Your task is to return the span of lines beginning at the one with "Doubt it, but someone swears the lighthouse" and ending at the last line of the data, exactly as it stands.
━━━ EXTRACTED INFORMATION ━━━
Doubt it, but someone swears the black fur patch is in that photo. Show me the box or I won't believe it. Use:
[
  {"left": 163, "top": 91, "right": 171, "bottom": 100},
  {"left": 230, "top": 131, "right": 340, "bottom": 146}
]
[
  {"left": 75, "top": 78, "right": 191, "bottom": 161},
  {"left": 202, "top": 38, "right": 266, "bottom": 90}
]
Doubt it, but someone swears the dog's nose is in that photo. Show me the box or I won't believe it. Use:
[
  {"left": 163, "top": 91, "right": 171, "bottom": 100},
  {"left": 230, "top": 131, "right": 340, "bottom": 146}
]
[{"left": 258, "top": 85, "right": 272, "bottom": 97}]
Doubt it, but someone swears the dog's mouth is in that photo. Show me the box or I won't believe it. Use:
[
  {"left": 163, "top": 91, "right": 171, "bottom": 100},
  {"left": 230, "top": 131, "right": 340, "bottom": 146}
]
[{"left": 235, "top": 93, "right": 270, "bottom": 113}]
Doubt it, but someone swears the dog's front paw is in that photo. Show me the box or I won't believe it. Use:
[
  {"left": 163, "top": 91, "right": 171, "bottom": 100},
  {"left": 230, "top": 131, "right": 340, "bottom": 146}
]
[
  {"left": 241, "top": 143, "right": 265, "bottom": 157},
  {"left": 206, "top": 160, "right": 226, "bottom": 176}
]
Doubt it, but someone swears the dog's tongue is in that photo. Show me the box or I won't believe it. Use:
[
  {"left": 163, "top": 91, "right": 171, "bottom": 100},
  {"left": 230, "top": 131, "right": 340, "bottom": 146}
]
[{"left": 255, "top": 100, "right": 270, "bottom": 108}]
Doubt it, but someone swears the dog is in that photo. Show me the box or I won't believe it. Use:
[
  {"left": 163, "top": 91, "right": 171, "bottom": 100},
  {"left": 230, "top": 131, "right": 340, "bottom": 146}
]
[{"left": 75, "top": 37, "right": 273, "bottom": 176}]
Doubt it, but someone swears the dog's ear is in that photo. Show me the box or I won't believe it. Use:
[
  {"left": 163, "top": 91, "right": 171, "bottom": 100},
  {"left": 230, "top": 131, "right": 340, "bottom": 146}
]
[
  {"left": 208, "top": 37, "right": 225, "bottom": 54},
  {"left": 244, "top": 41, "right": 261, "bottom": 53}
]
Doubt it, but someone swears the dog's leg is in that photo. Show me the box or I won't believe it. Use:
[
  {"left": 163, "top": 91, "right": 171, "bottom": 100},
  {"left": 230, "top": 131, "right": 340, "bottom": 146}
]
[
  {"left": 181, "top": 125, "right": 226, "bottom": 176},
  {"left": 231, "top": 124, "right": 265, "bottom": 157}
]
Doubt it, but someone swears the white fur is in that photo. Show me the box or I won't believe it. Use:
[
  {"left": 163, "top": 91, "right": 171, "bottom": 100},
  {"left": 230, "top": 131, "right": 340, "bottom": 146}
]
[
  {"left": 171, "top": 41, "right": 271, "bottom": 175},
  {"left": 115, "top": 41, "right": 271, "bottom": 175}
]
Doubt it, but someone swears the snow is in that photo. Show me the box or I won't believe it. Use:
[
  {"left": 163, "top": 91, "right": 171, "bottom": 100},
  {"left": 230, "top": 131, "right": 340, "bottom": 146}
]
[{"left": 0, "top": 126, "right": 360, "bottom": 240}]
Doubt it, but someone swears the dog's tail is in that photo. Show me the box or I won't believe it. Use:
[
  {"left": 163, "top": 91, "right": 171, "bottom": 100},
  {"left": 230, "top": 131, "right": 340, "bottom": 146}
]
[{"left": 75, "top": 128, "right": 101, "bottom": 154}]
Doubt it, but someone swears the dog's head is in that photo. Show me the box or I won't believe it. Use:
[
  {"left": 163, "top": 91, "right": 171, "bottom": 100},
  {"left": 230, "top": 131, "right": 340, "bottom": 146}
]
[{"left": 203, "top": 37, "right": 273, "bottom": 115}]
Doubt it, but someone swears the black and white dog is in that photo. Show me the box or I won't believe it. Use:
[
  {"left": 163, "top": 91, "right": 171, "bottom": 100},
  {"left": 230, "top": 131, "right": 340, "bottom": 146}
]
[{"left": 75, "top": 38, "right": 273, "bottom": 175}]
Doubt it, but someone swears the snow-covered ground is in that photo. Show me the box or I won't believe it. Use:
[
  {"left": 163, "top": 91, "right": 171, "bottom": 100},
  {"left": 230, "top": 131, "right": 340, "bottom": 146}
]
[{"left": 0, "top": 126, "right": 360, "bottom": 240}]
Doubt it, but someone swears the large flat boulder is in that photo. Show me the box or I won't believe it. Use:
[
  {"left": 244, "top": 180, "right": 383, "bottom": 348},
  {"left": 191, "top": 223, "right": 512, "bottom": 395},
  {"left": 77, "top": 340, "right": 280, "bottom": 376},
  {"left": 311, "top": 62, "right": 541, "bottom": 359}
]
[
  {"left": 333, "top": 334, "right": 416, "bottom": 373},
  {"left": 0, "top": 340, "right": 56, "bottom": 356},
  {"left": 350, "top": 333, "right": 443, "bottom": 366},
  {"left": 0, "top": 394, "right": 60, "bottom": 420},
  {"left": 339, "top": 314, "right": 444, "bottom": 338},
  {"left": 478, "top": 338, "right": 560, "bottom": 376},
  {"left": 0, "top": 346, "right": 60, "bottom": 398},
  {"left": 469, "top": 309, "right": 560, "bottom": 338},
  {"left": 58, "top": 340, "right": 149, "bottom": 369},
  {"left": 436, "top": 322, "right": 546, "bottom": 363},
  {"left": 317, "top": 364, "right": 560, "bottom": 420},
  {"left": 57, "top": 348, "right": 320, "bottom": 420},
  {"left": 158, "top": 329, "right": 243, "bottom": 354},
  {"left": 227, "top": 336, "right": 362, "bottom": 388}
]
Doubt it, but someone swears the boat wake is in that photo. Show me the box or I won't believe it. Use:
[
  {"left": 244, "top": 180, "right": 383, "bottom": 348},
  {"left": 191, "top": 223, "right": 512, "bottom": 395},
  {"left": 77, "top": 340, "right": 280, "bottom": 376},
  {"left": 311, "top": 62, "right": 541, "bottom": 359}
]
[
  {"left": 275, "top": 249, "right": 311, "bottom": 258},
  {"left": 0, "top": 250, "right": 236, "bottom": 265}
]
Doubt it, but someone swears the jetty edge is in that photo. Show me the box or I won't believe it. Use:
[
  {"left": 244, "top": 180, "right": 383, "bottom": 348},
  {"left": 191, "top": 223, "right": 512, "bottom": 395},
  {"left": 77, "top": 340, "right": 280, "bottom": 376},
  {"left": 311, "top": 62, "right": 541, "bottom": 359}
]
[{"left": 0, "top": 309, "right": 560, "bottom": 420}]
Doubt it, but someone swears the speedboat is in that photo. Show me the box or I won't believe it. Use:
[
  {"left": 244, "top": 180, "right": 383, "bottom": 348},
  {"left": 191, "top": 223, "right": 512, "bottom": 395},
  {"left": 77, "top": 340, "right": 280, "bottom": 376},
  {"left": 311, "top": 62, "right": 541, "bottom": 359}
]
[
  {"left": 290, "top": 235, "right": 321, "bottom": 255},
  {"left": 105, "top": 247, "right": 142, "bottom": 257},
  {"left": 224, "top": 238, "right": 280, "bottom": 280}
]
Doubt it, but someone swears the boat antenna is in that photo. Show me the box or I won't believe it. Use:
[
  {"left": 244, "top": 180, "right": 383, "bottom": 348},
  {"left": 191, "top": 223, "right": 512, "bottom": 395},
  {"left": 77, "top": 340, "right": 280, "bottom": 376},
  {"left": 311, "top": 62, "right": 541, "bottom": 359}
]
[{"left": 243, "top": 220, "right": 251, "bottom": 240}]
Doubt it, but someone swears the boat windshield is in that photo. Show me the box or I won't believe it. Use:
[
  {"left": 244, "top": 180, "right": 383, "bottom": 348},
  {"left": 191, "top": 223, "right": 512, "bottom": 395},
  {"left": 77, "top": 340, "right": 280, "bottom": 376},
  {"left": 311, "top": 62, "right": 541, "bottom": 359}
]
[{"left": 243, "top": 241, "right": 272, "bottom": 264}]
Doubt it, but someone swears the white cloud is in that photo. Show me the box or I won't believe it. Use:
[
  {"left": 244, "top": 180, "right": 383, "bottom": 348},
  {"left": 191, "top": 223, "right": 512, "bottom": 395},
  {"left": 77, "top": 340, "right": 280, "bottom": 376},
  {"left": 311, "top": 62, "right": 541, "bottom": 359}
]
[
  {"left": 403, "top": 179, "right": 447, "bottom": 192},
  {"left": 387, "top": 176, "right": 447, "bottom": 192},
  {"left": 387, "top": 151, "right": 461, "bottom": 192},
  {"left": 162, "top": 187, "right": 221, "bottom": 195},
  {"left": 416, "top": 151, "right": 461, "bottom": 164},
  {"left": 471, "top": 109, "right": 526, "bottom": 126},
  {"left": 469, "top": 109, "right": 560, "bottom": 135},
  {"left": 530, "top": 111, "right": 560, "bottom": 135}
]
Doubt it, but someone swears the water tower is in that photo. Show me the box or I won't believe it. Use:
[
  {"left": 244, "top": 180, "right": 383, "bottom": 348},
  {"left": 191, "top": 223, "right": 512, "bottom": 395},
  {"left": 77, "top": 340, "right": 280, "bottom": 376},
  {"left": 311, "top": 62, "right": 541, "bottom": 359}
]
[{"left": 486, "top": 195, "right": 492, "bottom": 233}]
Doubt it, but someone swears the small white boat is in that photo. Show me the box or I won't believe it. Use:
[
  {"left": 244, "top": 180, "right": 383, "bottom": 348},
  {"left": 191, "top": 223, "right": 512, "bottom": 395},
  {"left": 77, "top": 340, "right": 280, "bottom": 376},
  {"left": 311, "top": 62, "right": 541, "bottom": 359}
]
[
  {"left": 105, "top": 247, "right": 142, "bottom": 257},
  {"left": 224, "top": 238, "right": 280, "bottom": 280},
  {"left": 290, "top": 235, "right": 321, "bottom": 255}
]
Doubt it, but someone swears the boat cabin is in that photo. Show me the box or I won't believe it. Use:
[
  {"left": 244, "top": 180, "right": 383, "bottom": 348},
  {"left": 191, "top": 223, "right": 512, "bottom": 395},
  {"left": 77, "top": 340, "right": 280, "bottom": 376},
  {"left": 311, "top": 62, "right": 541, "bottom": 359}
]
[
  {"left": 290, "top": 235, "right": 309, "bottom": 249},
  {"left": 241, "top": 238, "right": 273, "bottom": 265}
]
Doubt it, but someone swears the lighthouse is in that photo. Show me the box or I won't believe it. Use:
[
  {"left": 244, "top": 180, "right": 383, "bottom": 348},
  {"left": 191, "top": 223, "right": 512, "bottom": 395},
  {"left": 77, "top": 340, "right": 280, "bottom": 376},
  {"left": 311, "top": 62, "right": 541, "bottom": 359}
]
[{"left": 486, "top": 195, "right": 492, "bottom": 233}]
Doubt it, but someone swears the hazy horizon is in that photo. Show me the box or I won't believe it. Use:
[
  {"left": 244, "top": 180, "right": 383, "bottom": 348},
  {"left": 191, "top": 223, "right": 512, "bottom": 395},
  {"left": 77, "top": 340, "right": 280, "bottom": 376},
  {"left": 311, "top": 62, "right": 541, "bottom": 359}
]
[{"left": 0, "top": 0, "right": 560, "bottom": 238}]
━━━
→ RESULT OF THIS EXERCISE
Doubt it, but someone swears the lighthouse is in that photo. Show me the box or I won't believe it. Use:
[
  {"left": 244, "top": 180, "right": 383, "bottom": 348},
  {"left": 191, "top": 223, "right": 512, "bottom": 395},
  {"left": 77, "top": 340, "right": 280, "bottom": 376},
  {"left": 311, "top": 62, "right": 541, "bottom": 359}
]
[{"left": 486, "top": 195, "right": 492, "bottom": 233}]
Doubt it, but someone swears the hazy horizon is in that photo. Show me the box or I won't believe it. Use:
[
  {"left": 244, "top": 180, "right": 383, "bottom": 348},
  {"left": 191, "top": 223, "right": 512, "bottom": 395},
  {"left": 77, "top": 340, "right": 280, "bottom": 376},
  {"left": 311, "top": 62, "right": 541, "bottom": 359}
]
[{"left": 0, "top": 0, "right": 560, "bottom": 238}]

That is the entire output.